原文.

________________________

外の雨を恨みながら、ある仕事のネーミング案を考え始める。明日までに追加の案が必要になって、まだまだ掘り足りないところがあり、もう少し考えねばと思っていたのだ。MacBookを開いて、辞書機能をフル活用し、いい言葉ないかなあとこつこつと言葉の採集をはじめ、「おお、これはいいじゃん」と思うものを見つければ、これまでに集めた言葉と組み合わせたりして、ネーミングの開発(といったら大げさだけど、なぜか「開発」という言葉を使うことが多い)に取り掛かる。そんな作業を、ときに集中して、ときにスマホゲームをしながら取り組んでいたら、いつの間にか日の沈む時間になっていた。

東京にいると夕日が沈む景色を拝むことはむつかしい。だから、東京から離れた場所に赴いたときに、真っ赤な夕日が地平線の向こう側に落ちていく光景を目にすると、それだけでなんだかグッと胸にくるんですがそれは歳をとったせいなのでしょうか。あるいは、夕日の光景が少年時代のころを思い出し、感傷的な気分になってしまうのかもしれない。

午後の長い時間を仕事に費やしていたので、ここいらで少し日曜日を堪能したいと思い、macを閉じて外に出てみる。雨は止んでいたものの、雨雲と青空がまだらに入り混じり、雲の浮遊の行き先によって、今いる場所がまたどしゃ降りになることが予想され、遠くまでの散歩はやめておこうと肩を落とした。

それにしても世界がバグってしまったように雨の日がつづきますね。ゲームであればリセットボタンを押して晴れの日になるまで今日を繰り返せるんだけど、この世界にリセットボタンはないようで空から降りつづく無慈悲な雨を駄々こねながら受け入れるしかない。街全体がドームで覆われれば、雨なんて気にしなくていいのになあ、と子どもの頃に思っていた夢をふと思い出した。

________________________

一連の資料:

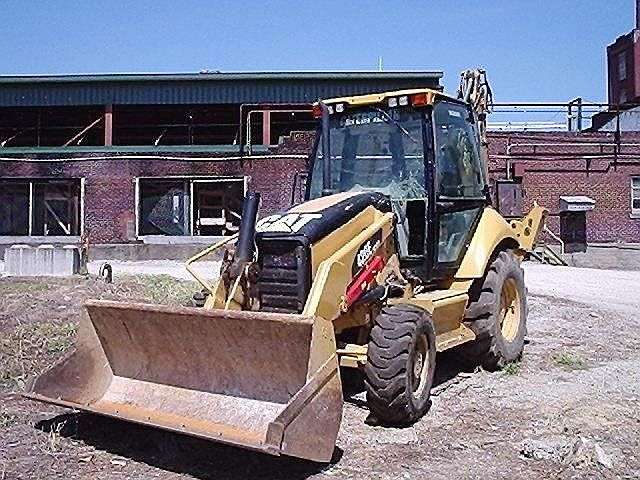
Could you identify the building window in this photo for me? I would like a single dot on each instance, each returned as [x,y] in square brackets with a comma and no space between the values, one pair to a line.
[190,206]
[635,196]
[40,207]
[622,66]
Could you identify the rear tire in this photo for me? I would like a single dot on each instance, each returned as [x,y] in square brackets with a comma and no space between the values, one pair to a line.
[400,365]
[497,314]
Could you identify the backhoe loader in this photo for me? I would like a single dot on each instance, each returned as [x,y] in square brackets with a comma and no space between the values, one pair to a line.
[396,254]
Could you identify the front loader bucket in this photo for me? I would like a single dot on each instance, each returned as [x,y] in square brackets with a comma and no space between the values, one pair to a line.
[262,381]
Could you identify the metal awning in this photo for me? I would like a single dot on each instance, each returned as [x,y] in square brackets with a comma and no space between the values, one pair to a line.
[203,88]
[576,203]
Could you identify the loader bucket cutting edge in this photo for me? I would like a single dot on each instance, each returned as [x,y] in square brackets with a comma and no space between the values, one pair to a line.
[235,377]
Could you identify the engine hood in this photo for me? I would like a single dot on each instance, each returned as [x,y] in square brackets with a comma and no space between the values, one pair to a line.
[316,218]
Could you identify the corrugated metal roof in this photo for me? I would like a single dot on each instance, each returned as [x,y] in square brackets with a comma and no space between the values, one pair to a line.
[230,87]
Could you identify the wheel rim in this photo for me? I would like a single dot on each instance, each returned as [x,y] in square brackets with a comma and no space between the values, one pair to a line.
[510,309]
[420,366]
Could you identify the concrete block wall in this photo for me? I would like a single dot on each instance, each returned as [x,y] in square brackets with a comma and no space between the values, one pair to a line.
[109,202]
[44,260]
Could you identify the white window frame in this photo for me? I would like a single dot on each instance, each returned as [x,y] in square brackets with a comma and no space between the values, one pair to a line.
[622,65]
[191,180]
[635,195]
[31,181]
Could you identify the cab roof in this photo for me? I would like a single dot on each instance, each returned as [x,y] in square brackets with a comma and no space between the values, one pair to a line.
[374,98]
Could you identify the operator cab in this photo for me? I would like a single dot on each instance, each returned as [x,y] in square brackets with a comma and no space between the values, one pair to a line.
[419,148]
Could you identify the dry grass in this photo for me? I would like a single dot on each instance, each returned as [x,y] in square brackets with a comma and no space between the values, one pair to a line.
[23,350]
[165,289]
[38,317]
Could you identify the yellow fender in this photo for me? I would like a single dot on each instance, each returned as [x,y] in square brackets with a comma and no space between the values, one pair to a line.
[493,232]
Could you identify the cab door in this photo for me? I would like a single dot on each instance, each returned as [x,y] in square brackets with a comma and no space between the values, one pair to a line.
[460,186]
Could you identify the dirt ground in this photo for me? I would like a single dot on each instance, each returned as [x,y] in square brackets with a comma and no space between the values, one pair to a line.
[570,409]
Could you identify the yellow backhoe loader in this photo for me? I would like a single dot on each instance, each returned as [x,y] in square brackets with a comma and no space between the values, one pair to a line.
[396,254]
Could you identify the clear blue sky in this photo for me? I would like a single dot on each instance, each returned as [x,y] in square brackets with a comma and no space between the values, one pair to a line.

________________________

課題 A. 原文のうち「午後の長い時間を仕事に費やしていたので」で始まる段落を、主な事実を残したまま箇条書きに直すこと。
課題 B. 原文から、「外の雨を恨みながら、ある仕事」を含む言葉で始まり「なってしまうのかもしれない。」で終わる部分を、一字も変えずに打ち直すこと。

出力全文 A.
- 午後の長い時間を仕事に費やした。
- 少し日曜日を堪能しようと、macを閉じて外に出た。
- 雨は止んでいたが、雨雲と青空がまだらに入り混じっていた。
- 雲の行き先しだいで、またどしゃ降りになりそうだった。
- そのため、遠くまでの散歩はやめておくことにした。

出力全文 B.
外の雨を恨みながら、ある仕事のネーミング案を考え始める。明日までに追加の案が必要になって、まだまだ掘り足りないところがあり、もう少し考えねばと思っていたのだ。MacBookを開いて、辞書機能をフル活用し、いい言葉ないかなあとこつこつと言葉の採集をはじめ、「おお、これはいいじゃん」と思うものを見つければ、これまでに集めた言葉と組み合わせたりして、ネーミングの開発(といったら大げさだけど、なぜか「開発」という言葉を使うことが多い)に取り掛かる。そんな作業を、ときに集中して、ときにスマホゲームをしながら取り組んでいたら、いつの間にか日の沈む時間になっていた。

東京にいると夕日が沈む景色を拝むことはむつかしい。だから、東京から離れた場所に赴いたときに、真っ赤な夕日が地平線の向こう側に落ちていく光景を目にすると、それだけでなんだかグッと胸にくるんですがそれは歳をとったせいなのでしょうか。あるいは、夕日の光景が少年時代のころを思い出し、感傷的な気分になってしまうのかもしれない。